— REQUIRED ACTION 1 —
Please echo the GOP debate article's words from "Hewitt in particular" to "Think I Am.".
— REQUIRED ACTION 2 —
Condense the paragraph in the GOP debate article that begins "Hewitt interviewed Trump earlier this month," keeping its main facts.
— REQUIRED ACTION 3 —
Answer these from the GOP debate article:
(a) Which network is airing the second debate?
(b) Who did Hewitt once work for as a ghostwriter?
(c) Which candidate bragged about being the only one to remove half a brain?

— TEXT PASSAGE —
The Official GOP Debate Drinking Game Rules, Pt. 2

So the second GOP debate is upon us, scheduled for 8 p.m. EST on CNN tonight. The moderators are Hugh Hewitt, Jake Tapper and Dana Bash. You’ll be reading a lot more about those names within 24 hours.
The first debate was an epic piece of comic theater. It featured at least a half dozen laugh-out-loud moments, including: the now-infamous Megyn Kelly-Donald Trump imbroglio, Mike Huckabee accusing Planned Parenthood of selling baby parts like “parts of a Buick,” Ben Carson bragging that he was the only candidate to remove half a brain, Chris Christie and Rand Paul trading hilariously cringe-worthy “hug” jokes, Trump bragging that he bought Hillary Clinton with campaign contributions and many other choice exchanges.
It was salacious, pathetic, vapid, undignified, degrading, uninformative and compelling, making it a model for how Americans will consume politics going forward in the reality TV era.
This debate promises to be just as explosive. In fact, this affair is, quite frankly, a setup. All three moderators have tangled with Donald Trump before. In fact, the event seems like Jerry Springer-style tactics by CNN: putting people disposed to throw chairs at each other onstage, turning the cameras on and waiting for all hell to break loose.
Hewitt in particular is virtually guaranteed to get into a scrap with Trump. A former Nixon ghostwriter, Hewitt is one of the most vile people in America, a charmless, self-congratulating pedant whose fiendishly boring right-wing radio show might be called Not as Smart as I Think I Am.
Hewitt interviewed Trump earlier this month and fired a string of gotcha-style foreign policy questions at the Donald, daring him to name the leaders of Hezbollah, al-Qaeda and ISIS. Trump deflected as only he knows how, saying that he didn’t know but that it didn’t matter because by the time he made it to office, “they’ll all be gone.” Similar to the Kelly episode, he grew angry about the exchange overnight, and the next day told Joe Scarborough that Hewitt is a “third rate radio announcer.”

— DATA UNDER STUDY —

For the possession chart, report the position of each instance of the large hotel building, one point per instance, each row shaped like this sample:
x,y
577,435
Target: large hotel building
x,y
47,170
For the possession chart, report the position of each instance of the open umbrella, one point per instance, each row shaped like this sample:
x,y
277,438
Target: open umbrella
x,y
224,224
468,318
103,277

— TASK RESULT 1 —
Hewitt in particular is virtually guaranteed to get into a scrap with Trump. A former Nixon ghostwriter, Hewitt is one of the most vile people in America, a charmless, self-congratulating pedant whose fiendishly boring right-wing radio show might be called Not as Smart as I Think I Am.

— TASK RESULT 2 —
Earlier this month, Hewitt interviewed Trump and pressed him with gotcha-style foreign policy questions, daring him to name the leaders of Hezbollah, al-Qaeda and ISIS. Trump said he didn't know but that it didn't matter because "they'll all be gone" by the time he took office. As with the Kelly episode, he grew angry overnight. The next day he told Joe Scarborough that Hewitt is a "third rate radio announcer."

— TASK RESULT 3 —
(a) CNN
(b) Nixon
(c) Ben Carson